---- TEXTO BASE

Adriana Deffenti é tão intensa quanto sua música. Gesticula, sorri, canta lindamente e dá entrevista ao mesmo tempo. Ela é uma artista completa: ama cantar, dançar, atuar e tem diversas experiências nestas áreas. Isso também se reflete em seus dois discos, “Peças de Pessoas”, de 1999, e “Adriana Deffenti” (2006), ambos vencedores do Prêmio Açorianos de Música (o mais importante do Rio Grande do Sul). Antes de lançar os discos, ela já havia sido indicada como Revelação no mesmo prêmio. Como escreveu o jornalista Juarez Fonseca, “La Deffenti” é uma artista que desde o início da carreira se apresentou sem rótulos. O resultado? Toda a sua formação (erudita e popular) numa mistura deliciosa de pop, rock, blues, Música Popular Brasileira, ópera, folclore latinoamericano, jazz, samba-choro e flamenco.
Nascida em Porto Alegre, aos nove anos ingressou no Projeto Prelúdio da Universidade Federal do Rio Grande do Sul, onde iniciou os estudos de música optando pela flauta transversal e cantando no Coro Infanto-juvenil. Posteriormente, participou da Escola de Música da OSPA (Orquestra Sinfônica de Porto Alegre) e do próprio Coral da UFRGS. Antes de se lançar como cantora em 1998, teve diversas experiências em dança, teatro e música, do clássico ao contemporâneo.

--------
---- DADOS BRUTOS

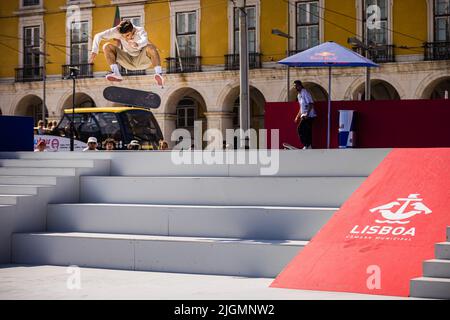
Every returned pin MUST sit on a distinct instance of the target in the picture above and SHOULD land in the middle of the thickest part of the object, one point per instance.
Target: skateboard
(132, 97)
(289, 147)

--------

-- DESAFIOS --
**a)** Responda às perguntas abaixo com base no texto sobre Adriana Deffenti:
(i) Em que ano foi lançado o disco “Peças de Pessoas”?
(ii) Com que idade Adriana Deffenti ingressou no Projeto Prelúdio da Universidade Federal do Rio Grande do Sul?
(iii) Em que ano ela se lançou como cantora?
**b)** Dê prosseguimento ao texto sobre Adriana Deffenti a partir do ponto em que ele termina.

-- RESPOSTAS --
**a)**
(i) Em 1999.
(ii) Aos nove anos.
(iii) Em 1998.

**b)**
Como solista, seu foco está na voz e suas intermináveis maneiras de expressão, transitando naturalmente por diferentes estilos em interpretacões dramáticas de técnica elaborada. Além dos dois discos, Adriana participou de projetos voltados ao jazz (a cantora se apresentou duas vezes ao lado do pianista e arranjador Michel Dorfmann, dentro do Projeto Blue Jazz BrasilTelecom), ao flamenco e clássicos espanhóis (apresentou solo em duas oportunidades o show Las Canciones de Almodóvar, dentro do Projeto Encuentros con la Música), à música erudita (ela é mezzo-soprano na ópera cômica “As Sete Caras da Verdade”, de Nico Nicolaiewsky), além de cantar com o músico Nei Lisboa, acompanhada da Orquestra da UFRGS, e cantar nos Concertos Dana – Clássicos do Rock, entre muitas outras coisas. Adriana é uma leonina ligada em 220 volts, que lamenta ter muito tempo livre e muitos projetos e sonhos para realizar ainda. Aqui, ela conta um pouco da sua história.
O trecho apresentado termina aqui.